■ WHAT IS BEING ASKED
Please format the lines of the entries below, from the line with "# Provide the mask of every instance of the black" up to and including the line with "--target=black fender", as a JSON list of strings with one string per line and blank lines omitted.

■ DATA RECORDS
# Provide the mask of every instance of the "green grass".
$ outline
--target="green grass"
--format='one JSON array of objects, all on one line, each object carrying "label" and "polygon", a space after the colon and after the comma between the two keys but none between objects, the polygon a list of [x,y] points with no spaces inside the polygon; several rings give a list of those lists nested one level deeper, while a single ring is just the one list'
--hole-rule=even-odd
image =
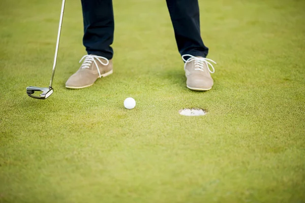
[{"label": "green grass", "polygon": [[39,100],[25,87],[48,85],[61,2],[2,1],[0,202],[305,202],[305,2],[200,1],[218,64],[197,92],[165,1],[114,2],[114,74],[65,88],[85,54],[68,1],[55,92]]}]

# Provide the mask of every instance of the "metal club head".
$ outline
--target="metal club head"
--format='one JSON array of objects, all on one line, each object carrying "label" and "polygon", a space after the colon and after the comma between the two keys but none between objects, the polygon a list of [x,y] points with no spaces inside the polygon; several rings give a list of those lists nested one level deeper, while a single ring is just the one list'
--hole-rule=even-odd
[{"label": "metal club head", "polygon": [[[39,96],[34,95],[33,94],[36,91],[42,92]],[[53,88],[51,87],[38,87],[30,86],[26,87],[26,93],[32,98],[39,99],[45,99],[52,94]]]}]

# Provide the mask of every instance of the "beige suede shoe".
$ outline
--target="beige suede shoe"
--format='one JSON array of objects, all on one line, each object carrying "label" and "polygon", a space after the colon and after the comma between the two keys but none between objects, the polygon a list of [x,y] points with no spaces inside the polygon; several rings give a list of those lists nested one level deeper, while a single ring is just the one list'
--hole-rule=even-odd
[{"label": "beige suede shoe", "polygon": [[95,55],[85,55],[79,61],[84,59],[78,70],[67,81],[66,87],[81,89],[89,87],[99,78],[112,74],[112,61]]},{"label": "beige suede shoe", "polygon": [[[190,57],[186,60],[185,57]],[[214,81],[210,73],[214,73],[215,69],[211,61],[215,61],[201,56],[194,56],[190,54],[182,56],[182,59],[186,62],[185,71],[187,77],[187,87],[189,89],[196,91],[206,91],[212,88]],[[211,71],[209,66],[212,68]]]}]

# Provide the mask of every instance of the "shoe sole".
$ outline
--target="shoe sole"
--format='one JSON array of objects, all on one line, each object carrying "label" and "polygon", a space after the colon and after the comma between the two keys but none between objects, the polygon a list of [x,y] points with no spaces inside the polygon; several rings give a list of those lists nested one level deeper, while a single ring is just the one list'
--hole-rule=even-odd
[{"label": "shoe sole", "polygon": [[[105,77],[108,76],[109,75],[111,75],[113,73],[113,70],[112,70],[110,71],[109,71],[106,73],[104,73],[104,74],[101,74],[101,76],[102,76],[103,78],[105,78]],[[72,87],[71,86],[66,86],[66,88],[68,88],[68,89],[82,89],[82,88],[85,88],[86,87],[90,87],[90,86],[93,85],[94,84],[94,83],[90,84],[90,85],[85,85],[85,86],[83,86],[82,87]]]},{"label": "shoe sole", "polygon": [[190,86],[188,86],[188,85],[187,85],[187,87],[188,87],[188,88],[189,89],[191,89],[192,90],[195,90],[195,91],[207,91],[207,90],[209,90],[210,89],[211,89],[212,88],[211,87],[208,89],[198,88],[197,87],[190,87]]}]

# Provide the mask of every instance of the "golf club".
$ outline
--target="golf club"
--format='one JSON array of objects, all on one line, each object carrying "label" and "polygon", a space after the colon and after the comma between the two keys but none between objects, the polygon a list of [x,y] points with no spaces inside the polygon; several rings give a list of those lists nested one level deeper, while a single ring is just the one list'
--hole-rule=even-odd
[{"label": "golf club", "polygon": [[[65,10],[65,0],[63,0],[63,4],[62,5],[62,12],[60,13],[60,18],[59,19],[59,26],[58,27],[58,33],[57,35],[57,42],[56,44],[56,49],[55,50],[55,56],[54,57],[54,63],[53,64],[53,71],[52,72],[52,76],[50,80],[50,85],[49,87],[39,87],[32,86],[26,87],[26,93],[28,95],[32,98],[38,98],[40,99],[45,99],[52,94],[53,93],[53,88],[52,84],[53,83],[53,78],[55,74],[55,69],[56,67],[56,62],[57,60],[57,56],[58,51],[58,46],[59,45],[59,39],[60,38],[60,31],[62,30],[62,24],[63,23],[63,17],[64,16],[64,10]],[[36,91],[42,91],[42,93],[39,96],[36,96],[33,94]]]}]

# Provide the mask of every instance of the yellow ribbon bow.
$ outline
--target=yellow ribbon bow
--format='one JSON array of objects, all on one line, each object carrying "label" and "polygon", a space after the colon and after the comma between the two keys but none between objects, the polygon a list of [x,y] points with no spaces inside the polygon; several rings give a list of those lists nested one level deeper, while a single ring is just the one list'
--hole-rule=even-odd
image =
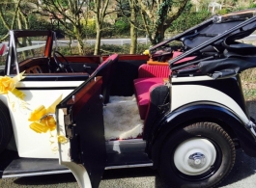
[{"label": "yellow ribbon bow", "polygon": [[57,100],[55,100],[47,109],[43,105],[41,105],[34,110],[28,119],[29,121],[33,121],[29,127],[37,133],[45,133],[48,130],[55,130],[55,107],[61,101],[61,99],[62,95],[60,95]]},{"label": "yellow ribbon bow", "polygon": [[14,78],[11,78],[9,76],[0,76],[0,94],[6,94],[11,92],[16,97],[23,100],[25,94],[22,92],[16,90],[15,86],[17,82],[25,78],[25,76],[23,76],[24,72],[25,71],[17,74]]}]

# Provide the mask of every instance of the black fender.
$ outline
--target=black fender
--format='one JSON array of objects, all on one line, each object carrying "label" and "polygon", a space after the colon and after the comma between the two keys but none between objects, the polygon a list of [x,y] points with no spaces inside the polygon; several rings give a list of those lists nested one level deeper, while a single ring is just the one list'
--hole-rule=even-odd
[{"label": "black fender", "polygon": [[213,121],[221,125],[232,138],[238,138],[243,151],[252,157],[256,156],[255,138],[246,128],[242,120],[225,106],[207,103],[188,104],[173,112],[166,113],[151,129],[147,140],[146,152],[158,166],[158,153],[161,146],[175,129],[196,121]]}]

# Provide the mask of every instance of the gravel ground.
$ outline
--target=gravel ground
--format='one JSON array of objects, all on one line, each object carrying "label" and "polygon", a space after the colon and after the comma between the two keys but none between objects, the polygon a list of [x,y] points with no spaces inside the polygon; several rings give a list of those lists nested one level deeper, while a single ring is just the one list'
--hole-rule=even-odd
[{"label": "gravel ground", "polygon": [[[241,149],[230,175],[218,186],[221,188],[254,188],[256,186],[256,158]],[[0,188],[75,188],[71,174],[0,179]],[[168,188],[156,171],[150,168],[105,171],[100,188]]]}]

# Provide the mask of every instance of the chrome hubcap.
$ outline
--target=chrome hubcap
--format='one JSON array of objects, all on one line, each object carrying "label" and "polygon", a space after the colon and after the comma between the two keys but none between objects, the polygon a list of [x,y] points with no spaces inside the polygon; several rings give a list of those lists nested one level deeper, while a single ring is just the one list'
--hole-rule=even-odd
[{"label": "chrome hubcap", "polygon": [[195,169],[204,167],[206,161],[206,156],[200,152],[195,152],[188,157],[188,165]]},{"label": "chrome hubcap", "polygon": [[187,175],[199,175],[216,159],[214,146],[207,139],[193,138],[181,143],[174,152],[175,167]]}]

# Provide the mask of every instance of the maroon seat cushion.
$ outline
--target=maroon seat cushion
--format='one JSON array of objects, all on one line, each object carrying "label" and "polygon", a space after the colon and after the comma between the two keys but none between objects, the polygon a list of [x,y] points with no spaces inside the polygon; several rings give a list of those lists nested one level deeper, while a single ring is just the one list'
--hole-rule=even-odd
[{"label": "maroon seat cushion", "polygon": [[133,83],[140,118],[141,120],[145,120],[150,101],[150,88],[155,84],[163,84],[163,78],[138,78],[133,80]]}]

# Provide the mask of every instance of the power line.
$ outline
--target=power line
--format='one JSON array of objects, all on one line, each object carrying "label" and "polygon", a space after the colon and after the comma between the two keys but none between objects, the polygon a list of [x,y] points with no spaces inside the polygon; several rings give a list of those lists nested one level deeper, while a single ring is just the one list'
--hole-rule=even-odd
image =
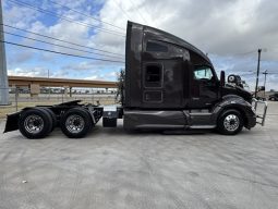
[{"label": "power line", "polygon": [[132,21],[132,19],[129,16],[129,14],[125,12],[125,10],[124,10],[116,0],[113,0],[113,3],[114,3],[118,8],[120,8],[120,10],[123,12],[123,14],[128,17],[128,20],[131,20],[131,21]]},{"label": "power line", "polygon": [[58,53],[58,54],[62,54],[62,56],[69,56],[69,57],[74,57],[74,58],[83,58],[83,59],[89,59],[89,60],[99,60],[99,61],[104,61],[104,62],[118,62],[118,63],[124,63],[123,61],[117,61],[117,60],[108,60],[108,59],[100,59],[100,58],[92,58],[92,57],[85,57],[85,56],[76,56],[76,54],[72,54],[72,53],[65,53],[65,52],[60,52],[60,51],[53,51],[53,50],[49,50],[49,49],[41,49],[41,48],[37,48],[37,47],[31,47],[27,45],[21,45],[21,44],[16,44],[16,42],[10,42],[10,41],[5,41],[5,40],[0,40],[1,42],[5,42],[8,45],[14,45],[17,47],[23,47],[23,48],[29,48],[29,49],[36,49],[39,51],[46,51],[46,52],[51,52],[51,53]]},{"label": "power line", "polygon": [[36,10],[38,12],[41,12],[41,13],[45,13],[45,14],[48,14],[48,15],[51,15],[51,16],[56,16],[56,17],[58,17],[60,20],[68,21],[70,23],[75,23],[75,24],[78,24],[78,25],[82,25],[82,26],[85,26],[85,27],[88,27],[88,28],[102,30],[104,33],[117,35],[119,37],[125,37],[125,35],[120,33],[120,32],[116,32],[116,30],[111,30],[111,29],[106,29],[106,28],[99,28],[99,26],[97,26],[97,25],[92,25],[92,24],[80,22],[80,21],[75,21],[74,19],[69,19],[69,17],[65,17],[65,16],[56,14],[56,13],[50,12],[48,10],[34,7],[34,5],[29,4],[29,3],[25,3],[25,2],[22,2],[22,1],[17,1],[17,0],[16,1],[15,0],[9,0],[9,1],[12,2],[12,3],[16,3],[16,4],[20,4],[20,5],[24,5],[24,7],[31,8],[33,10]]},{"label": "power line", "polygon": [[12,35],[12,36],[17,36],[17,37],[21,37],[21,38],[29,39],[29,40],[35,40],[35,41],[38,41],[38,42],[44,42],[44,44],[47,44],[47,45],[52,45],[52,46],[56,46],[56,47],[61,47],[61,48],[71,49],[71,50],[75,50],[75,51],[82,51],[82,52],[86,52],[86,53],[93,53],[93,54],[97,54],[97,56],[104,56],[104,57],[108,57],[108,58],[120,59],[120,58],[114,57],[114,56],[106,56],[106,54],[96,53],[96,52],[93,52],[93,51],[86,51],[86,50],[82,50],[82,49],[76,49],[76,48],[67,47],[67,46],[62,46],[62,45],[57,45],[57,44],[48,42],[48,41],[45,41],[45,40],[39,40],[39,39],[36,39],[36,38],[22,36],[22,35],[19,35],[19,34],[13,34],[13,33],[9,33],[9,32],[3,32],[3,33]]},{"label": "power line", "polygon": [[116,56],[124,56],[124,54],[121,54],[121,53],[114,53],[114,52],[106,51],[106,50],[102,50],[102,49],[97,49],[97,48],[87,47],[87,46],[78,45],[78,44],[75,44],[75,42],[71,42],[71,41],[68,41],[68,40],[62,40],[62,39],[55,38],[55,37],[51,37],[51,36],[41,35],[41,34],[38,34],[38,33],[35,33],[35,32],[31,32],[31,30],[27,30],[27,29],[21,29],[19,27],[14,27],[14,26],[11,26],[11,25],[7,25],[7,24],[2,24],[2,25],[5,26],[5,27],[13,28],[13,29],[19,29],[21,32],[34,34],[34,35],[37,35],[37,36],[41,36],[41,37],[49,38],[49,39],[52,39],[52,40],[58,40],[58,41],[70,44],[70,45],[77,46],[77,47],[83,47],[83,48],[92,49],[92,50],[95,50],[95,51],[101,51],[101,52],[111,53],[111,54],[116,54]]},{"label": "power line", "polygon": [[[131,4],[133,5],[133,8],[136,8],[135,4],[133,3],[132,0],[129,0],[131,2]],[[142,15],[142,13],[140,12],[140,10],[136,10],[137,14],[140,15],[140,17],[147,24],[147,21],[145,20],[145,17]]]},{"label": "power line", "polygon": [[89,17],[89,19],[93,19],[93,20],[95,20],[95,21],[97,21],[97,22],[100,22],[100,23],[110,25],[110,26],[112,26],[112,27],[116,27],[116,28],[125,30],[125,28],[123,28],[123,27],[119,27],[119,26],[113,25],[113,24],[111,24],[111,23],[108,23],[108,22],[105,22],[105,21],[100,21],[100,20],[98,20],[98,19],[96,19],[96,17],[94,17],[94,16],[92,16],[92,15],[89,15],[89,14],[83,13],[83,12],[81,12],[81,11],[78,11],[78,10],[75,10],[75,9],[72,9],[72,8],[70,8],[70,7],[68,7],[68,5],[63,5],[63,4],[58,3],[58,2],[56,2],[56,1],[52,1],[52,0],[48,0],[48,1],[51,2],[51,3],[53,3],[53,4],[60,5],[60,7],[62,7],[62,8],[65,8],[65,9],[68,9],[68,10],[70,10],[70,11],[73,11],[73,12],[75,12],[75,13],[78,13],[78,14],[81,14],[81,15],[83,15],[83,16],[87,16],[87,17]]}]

■ TASK ANSWER
[
  "# Provide the mask of every instance of the black fender.",
  "$ outline",
  "--target=black fender"
]